ASSIGNMENT: After reading the entries below, report how many lines have the string "woman" in them, giving the number alone.

SUPPLIED MATERIAL START

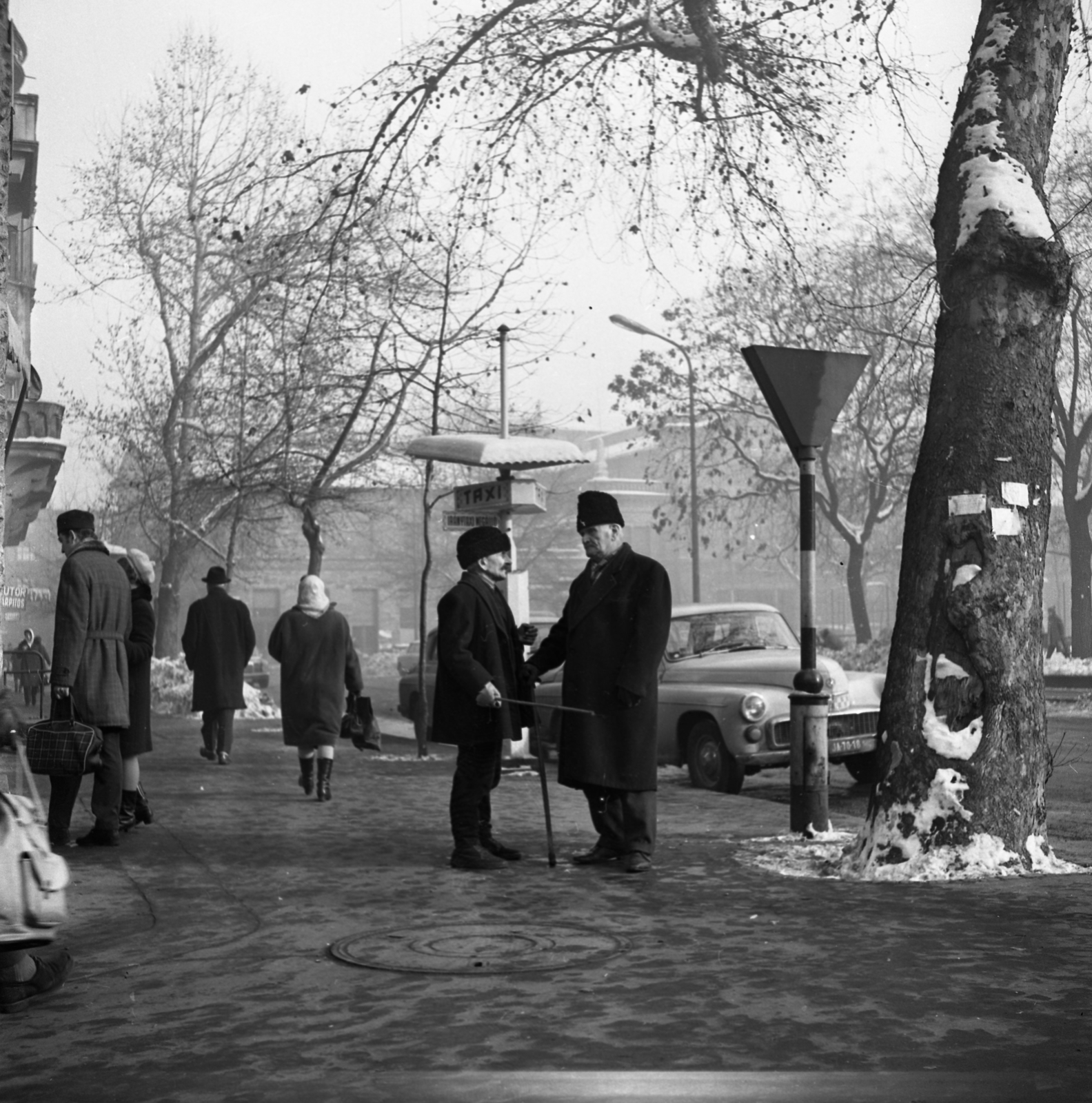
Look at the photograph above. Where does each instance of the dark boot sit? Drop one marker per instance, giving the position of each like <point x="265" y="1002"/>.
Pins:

SUPPLIED MATERIAL END
SUPPLIED MATERIAL START

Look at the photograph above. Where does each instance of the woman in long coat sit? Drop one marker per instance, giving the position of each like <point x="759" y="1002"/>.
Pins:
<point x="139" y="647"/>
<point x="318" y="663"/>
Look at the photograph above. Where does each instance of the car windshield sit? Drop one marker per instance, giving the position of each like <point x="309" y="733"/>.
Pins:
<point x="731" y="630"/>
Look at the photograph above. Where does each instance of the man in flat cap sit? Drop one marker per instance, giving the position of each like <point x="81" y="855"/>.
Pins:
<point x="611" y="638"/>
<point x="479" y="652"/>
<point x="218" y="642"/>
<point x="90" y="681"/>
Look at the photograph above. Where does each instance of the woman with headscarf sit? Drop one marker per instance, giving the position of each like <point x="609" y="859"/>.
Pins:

SUPPLIED MATERIAL END

TASK RESPONSE: 2